[Spatial localization data]
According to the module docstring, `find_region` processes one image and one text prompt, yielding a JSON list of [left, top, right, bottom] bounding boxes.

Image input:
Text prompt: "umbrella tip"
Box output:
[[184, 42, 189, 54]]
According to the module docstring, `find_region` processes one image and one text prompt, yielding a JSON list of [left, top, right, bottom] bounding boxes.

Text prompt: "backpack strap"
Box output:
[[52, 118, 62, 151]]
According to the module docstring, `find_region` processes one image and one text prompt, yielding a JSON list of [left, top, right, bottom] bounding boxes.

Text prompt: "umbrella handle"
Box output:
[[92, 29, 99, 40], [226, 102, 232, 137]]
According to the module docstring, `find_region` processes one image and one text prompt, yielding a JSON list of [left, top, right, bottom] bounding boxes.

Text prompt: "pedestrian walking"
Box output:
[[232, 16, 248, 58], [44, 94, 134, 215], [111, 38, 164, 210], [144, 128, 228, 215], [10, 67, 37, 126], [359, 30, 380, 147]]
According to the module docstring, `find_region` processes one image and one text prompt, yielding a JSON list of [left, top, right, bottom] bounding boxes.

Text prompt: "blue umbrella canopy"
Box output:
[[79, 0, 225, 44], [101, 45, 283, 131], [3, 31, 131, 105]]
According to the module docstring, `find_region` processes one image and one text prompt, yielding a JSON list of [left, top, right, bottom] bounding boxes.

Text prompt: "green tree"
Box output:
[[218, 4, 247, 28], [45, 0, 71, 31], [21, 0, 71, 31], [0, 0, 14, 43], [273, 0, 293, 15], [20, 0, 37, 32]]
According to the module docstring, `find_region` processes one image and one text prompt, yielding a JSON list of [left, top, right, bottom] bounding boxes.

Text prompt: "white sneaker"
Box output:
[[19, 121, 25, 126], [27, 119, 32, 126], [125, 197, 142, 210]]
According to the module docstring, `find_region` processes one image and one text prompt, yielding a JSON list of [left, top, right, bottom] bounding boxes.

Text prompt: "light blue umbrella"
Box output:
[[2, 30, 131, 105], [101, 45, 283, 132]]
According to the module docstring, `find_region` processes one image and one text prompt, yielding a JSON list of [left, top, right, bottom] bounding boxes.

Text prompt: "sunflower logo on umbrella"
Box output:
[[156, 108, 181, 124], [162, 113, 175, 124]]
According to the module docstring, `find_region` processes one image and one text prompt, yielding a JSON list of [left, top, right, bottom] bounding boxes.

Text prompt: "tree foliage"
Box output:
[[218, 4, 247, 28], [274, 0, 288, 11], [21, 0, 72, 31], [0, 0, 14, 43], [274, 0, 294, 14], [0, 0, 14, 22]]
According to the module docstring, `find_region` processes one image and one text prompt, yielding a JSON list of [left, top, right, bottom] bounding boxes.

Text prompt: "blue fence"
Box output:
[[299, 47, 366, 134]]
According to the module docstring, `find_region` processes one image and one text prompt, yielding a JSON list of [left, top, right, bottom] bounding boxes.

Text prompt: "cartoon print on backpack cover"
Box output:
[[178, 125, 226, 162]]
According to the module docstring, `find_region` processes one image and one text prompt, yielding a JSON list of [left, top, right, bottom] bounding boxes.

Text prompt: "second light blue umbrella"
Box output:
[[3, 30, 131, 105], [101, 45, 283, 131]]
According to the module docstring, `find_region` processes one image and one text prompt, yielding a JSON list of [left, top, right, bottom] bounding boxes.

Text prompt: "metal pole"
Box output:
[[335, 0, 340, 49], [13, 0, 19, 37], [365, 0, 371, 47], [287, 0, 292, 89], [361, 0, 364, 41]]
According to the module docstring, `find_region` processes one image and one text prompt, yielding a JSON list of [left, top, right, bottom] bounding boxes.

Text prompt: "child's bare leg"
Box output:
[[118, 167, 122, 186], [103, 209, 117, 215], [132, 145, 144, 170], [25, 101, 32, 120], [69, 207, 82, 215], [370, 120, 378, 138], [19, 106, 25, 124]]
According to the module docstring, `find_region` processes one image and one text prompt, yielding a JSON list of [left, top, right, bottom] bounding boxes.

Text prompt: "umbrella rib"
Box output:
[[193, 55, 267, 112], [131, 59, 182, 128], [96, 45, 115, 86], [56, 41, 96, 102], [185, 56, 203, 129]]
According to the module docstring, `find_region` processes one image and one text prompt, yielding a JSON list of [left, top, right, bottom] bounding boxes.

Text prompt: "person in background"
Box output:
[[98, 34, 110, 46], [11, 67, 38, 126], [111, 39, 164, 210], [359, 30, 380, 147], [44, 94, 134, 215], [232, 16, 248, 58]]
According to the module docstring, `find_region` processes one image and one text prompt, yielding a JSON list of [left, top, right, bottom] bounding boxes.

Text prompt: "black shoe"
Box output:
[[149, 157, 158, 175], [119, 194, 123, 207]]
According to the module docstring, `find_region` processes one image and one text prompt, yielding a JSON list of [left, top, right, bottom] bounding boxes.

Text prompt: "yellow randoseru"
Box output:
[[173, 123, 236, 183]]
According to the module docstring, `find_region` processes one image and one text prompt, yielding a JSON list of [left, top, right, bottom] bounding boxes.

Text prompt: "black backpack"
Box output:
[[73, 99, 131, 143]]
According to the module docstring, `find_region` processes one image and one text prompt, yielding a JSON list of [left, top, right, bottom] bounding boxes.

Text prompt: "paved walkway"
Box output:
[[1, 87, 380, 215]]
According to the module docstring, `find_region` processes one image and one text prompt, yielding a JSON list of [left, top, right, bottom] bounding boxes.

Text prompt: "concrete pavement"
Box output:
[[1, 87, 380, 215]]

### ASSIGNMENT:
This task calls for every entry above to be transcribed exactly.

### RESULT FOR THIS TASK:
According to the module docstring, `find_region` processes one image and one text prompt, yielding a JSON list of [left, top, right, bottom] bounding boxes.

Image input:
Text prompt: "umbrella tip"
Box output:
[[184, 42, 189, 54]]
According to the module docstring, `find_region` processes one image and one text prompt, yielding a JSON list of [left, top, right, bottom] bounding boxes.

Text prompt: "backpack strap"
Box output:
[[52, 118, 62, 151]]
According to the module docstring, `find_region` processes one image and one text prompt, yielding a JSON list of [left, top, right, bottom] bounding boxes.

Text prompt: "umbrella handle"
Box output:
[[92, 29, 99, 40], [226, 102, 232, 137]]
According to the module docstring, `find_region` processes one image and one text prompt, yielding a JSON list of [left, top, right, bottom] bounding boxes.

Text prompt: "pedestrian walking"
Box output:
[[232, 16, 248, 58], [44, 94, 134, 215], [111, 38, 164, 210], [144, 128, 228, 215], [10, 67, 37, 126], [359, 30, 380, 147]]
According to the module docstring, `find_region` processes one image and one text prompt, yielding a JSON list of [left, top, right, bottom] bounding boxes.

Text prompt: "blue umbrella canopy"
Box output:
[[79, 0, 225, 44], [101, 45, 283, 131], [3, 31, 131, 105]]
According to the module docstring, `find_region` processes one image and one text prompt, yielding a JSON list of [left, top, right, bottom] bounding boxes.

Text prompt: "green tree"
Box output:
[[218, 4, 247, 28], [45, 0, 71, 31], [21, 0, 71, 31], [0, 0, 14, 43], [273, 0, 293, 15], [20, 0, 37, 32]]
According to the module docstring, `find_region` processes one image and one text prompt, yielding a JSON list of [left, top, right, bottom] bounding boxes.

Text prompt: "white sneaker"
Box output:
[[19, 121, 25, 126], [27, 119, 32, 126], [125, 197, 142, 210]]
According to the module docstring, `find_region` processes one image and one text prompt, yielding a JSON list of [left, top, right, bottom] bounding boxes.

Text prompt: "light blue umbrella"
Box output:
[[2, 30, 131, 105], [101, 45, 283, 132]]
According to the module docstring, `find_region` processes one image and one text prompt, yielding a JSON list of [left, top, right, bottom] bounding boxes.

Text prompt: "sunflower logo on umbrella"
Box output:
[[156, 108, 181, 124], [162, 113, 175, 124]]
According to the module docstring, `find_region` processes one image and one text prompt, yielding a JSON list of [left, top, right, bottom] bounding boxes.

Text prompt: "tree foliage"
Box output:
[[218, 4, 247, 28], [274, 0, 288, 11], [21, 0, 72, 31], [0, 0, 14, 43], [274, 0, 294, 14], [0, 0, 14, 22]]
According to the module docstring, `find_region` processes one image and one text prompt, yielding a JSON list of [left, top, right, bottom] bounding boxes.

Text prompt: "blue fence"
Box output:
[[299, 47, 366, 134]]
According to the module docstring, `find_region` processes one image and one text prompt, yielding a JSON list of [left, top, right, bottom] bounding boxes.

Text prompt: "cartoon print on backpack cover"
Box output:
[[178, 125, 226, 162]]
According to the module docstring, `find_region` processes one image and one text prompt, yielding a JSON list of [left, top, right, bottom] bounding boxes.

Text prompt: "second light blue umbrella"
Box output:
[[3, 30, 131, 105], [101, 45, 283, 131]]
According to the module docstring, `find_region` processes one image and one text prompt, yielding a JSON list of [left, top, right, bottom] bounding boxes.

Text prompt: "metal pole"
Box output:
[[335, 0, 340, 49], [13, 0, 19, 37], [365, 0, 371, 47], [287, 0, 292, 89], [361, 0, 364, 41]]
According to the module docstring, `find_region` processes one image and one text prompt, yielding a JSON list of [left, top, right, bottom] bounding boxes.

Text prompt: "child's bare leg"
Box output:
[[118, 167, 122, 186], [103, 209, 117, 215], [132, 145, 144, 170], [25, 101, 32, 120], [69, 207, 82, 215], [370, 120, 378, 138], [19, 106, 25, 124]]
According to the module docstring, `find_region` processes one image and one text prompt, yielding a JSON list of [left, top, right, bottom] bounding boxes.

Text prompt: "umbrella rib"
Box output:
[[193, 55, 267, 112], [131, 59, 182, 128], [96, 45, 115, 86], [56, 41, 96, 102], [185, 56, 203, 129]]
According to the module docstring, `find_region` processes one image and one text prompt, yielding a JSON list of [left, top, right, bottom] bounding boxes.

Text prompt: "person in background"
Box output:
[[98, 34, 110, 46], [11, 67, 38, 126], [111, 39, 164, 210], [359, 30, 380, 147], [44, 94, 134, 215], [232, 16, 248, 58]]
According to the module docstring, `find_region` processes one image and one text prompt, yielding a JSON list of [left, top, right, bottom] bounding boxes.

Text prompt: "black shoe"
Box output:
[[149, 157, 158, 175], [119, 194, 123, 207]]
According to the module docstring, `find_region` processes one image and one text prompt, yielding a JSON list of [left, top, right, bottom] bounding boxes.

Text prompt: "yellow randoseru"
Box output:
[[173, 123, 236, 183]]
According to the module docstring, `find_region` processes one image and one text prompt, yielding a JSON list of [left, top, right, bottom] bounding boxes.

Text prompt: "black backpack"
Box output:
[[73, 99, 131, 143]]
According to the module docstring, `find_region` processes one image and one text prompt, yielding a JSON list of [left, top, right, bottom] bounding boxes.

Text prompt: "paved walkway"
Box output:
[[1, 87, 380, 215]]
According to the module docstring, `find_region` processes one image and one text prompt, yielding a JSON list of [left, top, right, bottom] bounding boxes.

Text prompt: "concrete pavement"
Box output:
[[1, 87, 380, 215]]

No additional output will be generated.